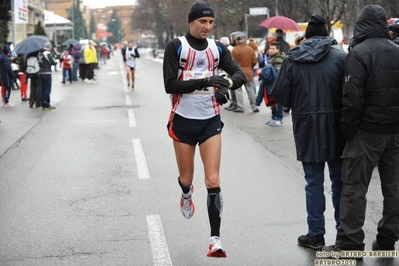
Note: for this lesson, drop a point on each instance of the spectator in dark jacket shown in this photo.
(310, 82)
(46, 61)
(370, 122)
(7, 76)
(394, 32)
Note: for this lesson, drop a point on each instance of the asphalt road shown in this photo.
(94, 182)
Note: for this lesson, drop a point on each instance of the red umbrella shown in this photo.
(280, 22)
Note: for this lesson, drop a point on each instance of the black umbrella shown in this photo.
(70, 41)
(31, 44)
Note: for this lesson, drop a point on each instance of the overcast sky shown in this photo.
(103, 3)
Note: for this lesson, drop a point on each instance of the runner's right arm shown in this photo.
(173, 84)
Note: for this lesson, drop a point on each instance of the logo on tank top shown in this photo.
(201, 63)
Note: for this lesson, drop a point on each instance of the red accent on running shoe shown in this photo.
(217, 253)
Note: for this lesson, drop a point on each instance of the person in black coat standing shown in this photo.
(310, 82)
(370, 123)
(7, 76)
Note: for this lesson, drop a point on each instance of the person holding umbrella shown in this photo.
(7, 76)
(46, 61)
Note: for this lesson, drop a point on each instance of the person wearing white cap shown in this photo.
(46, 61)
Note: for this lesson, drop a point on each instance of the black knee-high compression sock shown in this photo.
(215, 208)
(183, 188)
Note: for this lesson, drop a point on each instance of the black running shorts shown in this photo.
(193, 131)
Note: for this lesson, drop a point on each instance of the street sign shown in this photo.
(256, 11)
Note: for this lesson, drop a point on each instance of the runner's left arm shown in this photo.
(230, 65)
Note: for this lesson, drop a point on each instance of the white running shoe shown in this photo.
(9, 104)
(215, 248)
(187, 207)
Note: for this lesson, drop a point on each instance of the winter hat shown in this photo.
(6, 49)
(394, 27)
(48, 45)
(316, 27)
(225, 41)
(199, 10)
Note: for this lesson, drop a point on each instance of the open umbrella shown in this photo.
(70, 42)
(31, 44)
(280, 22)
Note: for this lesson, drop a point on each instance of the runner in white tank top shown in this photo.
(190, 71)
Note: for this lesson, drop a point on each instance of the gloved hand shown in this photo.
(222, 95)
(216, 81)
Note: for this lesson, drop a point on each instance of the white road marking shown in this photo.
(160, 252)
(128, 100)
(140, 160)
(132, 119)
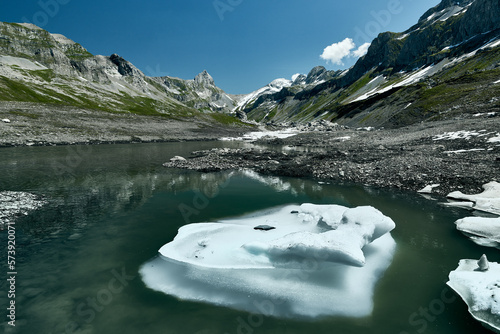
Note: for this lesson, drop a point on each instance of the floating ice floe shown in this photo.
(483, 231)
(488, 200)
(428, 189)
(308, 260)
(479, 286)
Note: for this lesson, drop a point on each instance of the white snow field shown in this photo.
(296, 261)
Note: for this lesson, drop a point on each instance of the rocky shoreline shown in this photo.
(461, 154)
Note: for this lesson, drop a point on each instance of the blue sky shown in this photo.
(243, 44)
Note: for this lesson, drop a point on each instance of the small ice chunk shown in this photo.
(488, 200)
(264, 228)
(483, 231)
(480, 290)
(177, 159)
(428, 189)
(483, 263)
(322, 260)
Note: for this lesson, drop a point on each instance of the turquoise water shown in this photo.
(110, 208)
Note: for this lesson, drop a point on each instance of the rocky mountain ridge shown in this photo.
(51, 68)
(455, 44)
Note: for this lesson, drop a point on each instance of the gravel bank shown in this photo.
(459, 154)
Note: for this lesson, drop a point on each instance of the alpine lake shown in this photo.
(109, 208)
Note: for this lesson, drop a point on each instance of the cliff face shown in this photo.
(110, 83)
(455, 39)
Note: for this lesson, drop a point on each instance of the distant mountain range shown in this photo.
(446, 64)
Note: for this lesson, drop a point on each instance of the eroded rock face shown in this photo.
(69, 61)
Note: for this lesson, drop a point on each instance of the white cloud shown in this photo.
(361, 51)
(337, 51)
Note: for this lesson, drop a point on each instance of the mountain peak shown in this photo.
(204, 79)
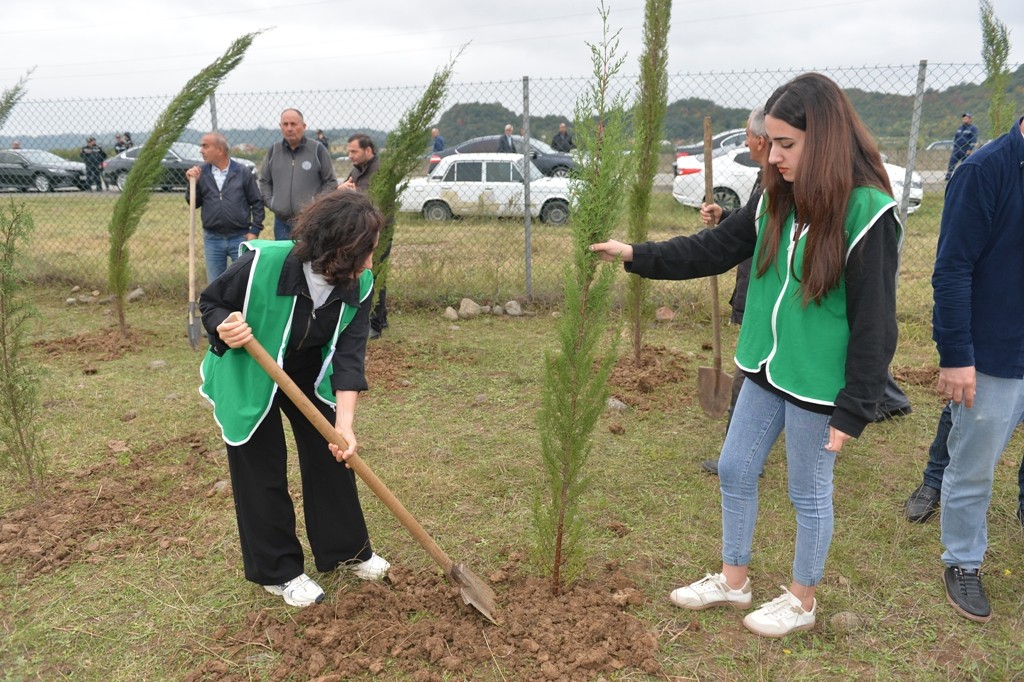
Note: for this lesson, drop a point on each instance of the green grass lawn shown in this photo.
(451, 427)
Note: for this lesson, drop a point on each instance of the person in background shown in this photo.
(964, 140)
(306, 301)
(819, 331)
(562, 141)
(92, 155)
(363, 154)
(295, 170)
(229, 198)
(505, 143)
(978, 328)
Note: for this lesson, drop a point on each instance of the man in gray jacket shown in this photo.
(295, 170)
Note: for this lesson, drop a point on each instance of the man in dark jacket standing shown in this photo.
(231, 203)
(295, 170)
(92, 155)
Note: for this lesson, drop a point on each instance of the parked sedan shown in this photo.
(178, 159)
(549, 162)
(485, 184)
(734, 175)
(44, 171)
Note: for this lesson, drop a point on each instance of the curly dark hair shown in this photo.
(336, 233)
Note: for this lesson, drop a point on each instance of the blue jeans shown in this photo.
(938, 457)
(759, 419)
(219, 249)
(282, 228)
(976, 440)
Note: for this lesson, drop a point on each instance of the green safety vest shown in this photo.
(803, 348)
(237, 386)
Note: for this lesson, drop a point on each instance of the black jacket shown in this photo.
(311, 330)
(236, 207)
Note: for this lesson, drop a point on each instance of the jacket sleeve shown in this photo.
(350, 353)
(712, 251)
(870, 311)
(223, 296)
(255, 200)
(329, 181)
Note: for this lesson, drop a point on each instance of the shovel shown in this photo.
(714, 385)
(474, 591)
(194, 314)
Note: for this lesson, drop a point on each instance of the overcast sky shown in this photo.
(119, 48)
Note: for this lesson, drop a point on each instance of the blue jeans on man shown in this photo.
(757, 423)
(220, 250)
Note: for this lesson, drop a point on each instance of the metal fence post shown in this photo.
(911, 151)
(526, 163)
(213, 112)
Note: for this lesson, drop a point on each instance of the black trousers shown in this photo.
(337, 531)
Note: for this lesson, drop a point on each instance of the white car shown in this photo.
(485, 184)
(734, 174)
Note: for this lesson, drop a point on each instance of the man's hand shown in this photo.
(711, 214)
(957, 384)
(611, 251)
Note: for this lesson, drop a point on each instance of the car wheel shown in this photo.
(42, 183)
(557, 213)
(436, 212)
(727, 199)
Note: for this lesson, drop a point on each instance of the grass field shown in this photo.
(135, 573)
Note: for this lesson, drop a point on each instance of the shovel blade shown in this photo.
(474, 591)
(715, 390)
(195, 331)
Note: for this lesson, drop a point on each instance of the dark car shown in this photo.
(178, 159)
(549, 162)
(39, 169)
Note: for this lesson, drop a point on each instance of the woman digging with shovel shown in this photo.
(819, 330)
(307, 302)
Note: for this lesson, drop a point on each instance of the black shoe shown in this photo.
(922, 504)
(965, 592)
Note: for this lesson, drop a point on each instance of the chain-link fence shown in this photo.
(463, 230)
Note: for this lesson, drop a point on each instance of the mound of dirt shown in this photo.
(416, 624)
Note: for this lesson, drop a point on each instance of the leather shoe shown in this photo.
(922, 504)
(965, 592)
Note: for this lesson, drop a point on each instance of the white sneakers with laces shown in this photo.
(712, 590)
(780, 616)
(301, 591)
(374, 568)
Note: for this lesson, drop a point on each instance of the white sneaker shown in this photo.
(712, 591)
(373, 568)
(780, 616)
(301, 591)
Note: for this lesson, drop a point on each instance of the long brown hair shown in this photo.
(838, 156)
(336, 233)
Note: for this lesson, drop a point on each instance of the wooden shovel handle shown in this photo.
(355, 462)
(716, 318)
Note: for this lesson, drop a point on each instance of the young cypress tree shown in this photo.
(135, 197)
(995, 52)
(577, 374)
(402, 154)
(647, 129)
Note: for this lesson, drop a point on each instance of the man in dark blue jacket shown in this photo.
(232, 205)
(978, 327)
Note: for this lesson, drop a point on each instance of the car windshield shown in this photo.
(186, 151)
(41, 157)
(535, 174)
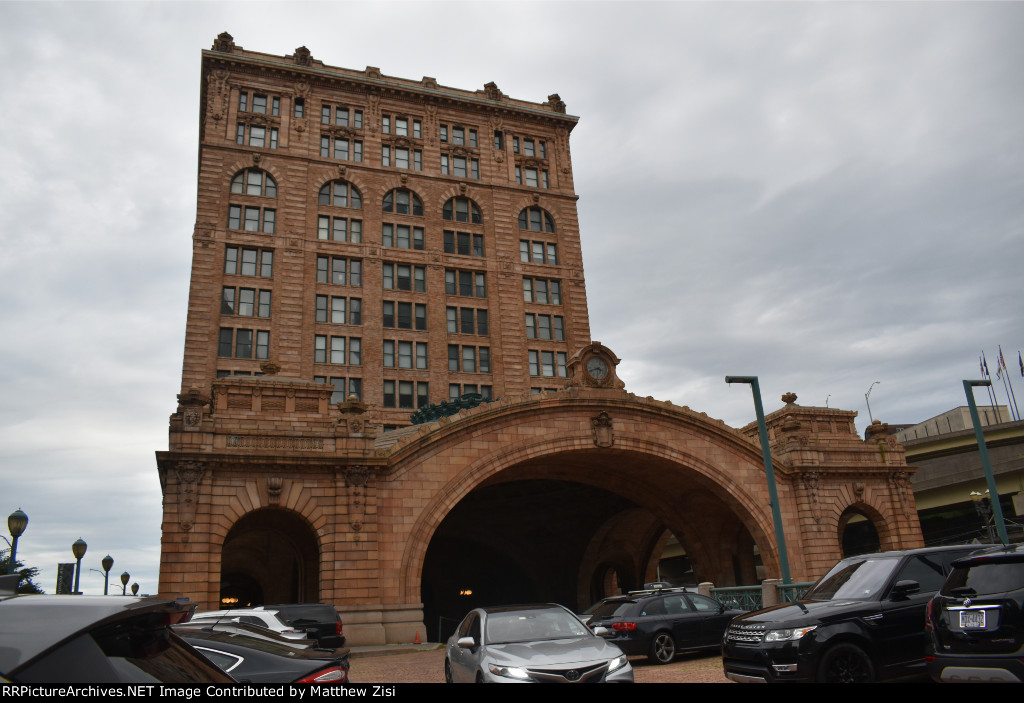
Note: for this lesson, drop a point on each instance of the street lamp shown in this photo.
(776, 514)
(78, 548)
(16, 522)
(993, 493)
(108, 564)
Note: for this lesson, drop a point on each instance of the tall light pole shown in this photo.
(870, 420)
(16, 522)
(993, 494)
(776, 514)
(78, 548)
(108, 564)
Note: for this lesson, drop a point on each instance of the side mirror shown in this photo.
(904, 588)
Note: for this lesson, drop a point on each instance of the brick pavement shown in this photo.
(428, 667)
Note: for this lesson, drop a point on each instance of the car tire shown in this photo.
(663, 649)
(846, 663)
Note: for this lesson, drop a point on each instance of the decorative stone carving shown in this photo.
(491, 90)
(224, 42)
(356, 478)
(273, 486)
(189, 474)
(601, 425)
(555, 102)
(303, 56)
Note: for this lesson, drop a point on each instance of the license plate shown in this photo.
(973, 619)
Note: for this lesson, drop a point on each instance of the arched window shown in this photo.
(462, 210)
(254, 182)
(340, 194)
(402, 202)
(536, 219)
(334, 225)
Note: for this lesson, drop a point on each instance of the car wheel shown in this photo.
(663, 649)
(846, 663)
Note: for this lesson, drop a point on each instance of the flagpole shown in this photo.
(1010, 384)
(992, 398)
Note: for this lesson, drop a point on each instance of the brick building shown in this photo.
(404, 243)
(402, 240)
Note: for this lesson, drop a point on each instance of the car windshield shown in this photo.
(532, 625)
(858, 579)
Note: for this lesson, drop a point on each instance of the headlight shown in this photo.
(617, 663)
(508, 671)
(787, 634)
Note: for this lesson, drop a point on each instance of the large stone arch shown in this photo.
(376, 500)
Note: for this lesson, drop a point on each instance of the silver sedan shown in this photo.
(530, 644)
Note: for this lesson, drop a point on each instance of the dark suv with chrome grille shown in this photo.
(862, 621)
(976, 622)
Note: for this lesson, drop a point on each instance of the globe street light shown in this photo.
(108, 564)
(16, 522)
(78, 548)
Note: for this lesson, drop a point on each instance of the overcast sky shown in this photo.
(821, 194)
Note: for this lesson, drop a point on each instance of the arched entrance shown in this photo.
(857, 533)
(269, 556)
(564, 526)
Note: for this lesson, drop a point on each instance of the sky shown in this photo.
(822, 194)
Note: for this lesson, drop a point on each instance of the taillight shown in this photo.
(334, 674)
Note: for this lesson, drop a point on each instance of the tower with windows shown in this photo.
(401, 242)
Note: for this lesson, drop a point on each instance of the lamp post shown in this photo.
(108, 564)
(776, 514)
(78, 548)
(16, 522)
(993, 493)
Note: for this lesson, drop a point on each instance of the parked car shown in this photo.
(321, 621)
(530, 644)
(662, 622)
(862, 621)
(244, 628)
(260, 617)
(97, 640)
(259, 661)
(976, 621)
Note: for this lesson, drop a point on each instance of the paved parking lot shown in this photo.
(428, 667)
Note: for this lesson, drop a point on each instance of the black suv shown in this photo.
(662, 622)
(320, 620)
(977, 620)
(862, 621)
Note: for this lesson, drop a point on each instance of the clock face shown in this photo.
(597, 367)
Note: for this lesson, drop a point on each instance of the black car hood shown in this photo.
(807, 613)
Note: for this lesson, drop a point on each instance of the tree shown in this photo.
(26, 585)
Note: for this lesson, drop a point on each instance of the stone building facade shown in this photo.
(287, 486)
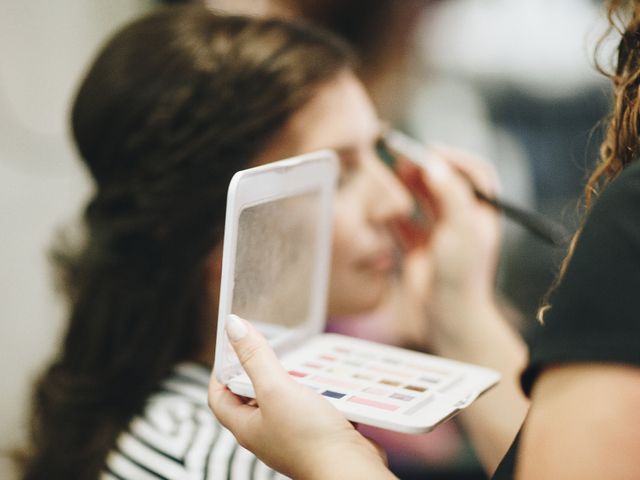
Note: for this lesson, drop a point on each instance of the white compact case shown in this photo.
(275, 272)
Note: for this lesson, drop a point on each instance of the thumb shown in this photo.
(256, 356)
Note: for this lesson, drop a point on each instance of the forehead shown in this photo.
(339, 115)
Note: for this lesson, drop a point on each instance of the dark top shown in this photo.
(595, 311)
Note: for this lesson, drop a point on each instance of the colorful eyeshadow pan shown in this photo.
(373, 403)
(400, 396)
(415, 388)
(332, 394)
(392, 383)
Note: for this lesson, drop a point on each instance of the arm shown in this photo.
(291, 428)
(463, 321)
(583, 424)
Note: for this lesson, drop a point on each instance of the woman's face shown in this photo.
(369, 197)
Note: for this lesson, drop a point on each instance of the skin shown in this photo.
(341, 116)
(464, 322)
(455, 265)
(592, 439)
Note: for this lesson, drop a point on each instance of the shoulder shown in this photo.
(582, 423)
(177, 436)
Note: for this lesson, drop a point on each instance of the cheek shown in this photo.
(348, 229)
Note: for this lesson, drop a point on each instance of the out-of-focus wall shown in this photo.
(44, 47)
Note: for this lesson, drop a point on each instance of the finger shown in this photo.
(228, 408)
(256, 356)
(450, 190)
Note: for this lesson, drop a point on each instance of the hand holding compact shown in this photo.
(289, 427)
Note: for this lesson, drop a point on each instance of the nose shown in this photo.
(389, 198)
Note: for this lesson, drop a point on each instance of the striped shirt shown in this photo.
(177, 437)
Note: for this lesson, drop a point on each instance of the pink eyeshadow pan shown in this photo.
(373, 403)
(313, 365)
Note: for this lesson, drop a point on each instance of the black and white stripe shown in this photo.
(178, 438)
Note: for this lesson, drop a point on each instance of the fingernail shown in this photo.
(436, 167)
(236, 329)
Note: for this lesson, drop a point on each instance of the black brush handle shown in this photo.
(538, 224)
(543, 227)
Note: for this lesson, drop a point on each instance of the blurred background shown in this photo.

◆ WORK INSTRUCTION
All lines from the one containing "wall shown in this photo." through the last line of the data must be set down exactly. No other lines belong in the answer.

◆ RESULT BELOW
Note: for this lesson, drop a point on each instance of the out-of-focus wall shown in this photo.
(44, 47)
Note: for this lesson, drop a point on each instance of the finger shown in this photo.
(228, 408)
(256, 356)
(450, 190)
Note: for this lesson, drop a point on each instance of the hand holding compact shown in this photo.
(289, 427)
Note: for this lesson, drop a point on each instance of the nose shown in this photo.
(389, 198)
Note: for this lesson, drop a point on each instance of the striped shirt shown in this photo.
(177, 437)
Note: for this lesson, drop a point on each instance of the pink eyeshadow pan shown in this photo.
(373, 403)
(313, 365)
Note: for this lesson, drop a point on each instance of the black and white stripe shown in this photo.
(178, 438)
Note: for this lesson, drop a point on each instance of the fingernail shown in this photo.
(436, 167)
(236, 329)
Note: for this lesson, drop a point on each instance of the black brush handle shown in this photo.
(538, 224)
(543, 227)
Note: for this lesson, drop a point on each instance of the blurred background shown in this photo.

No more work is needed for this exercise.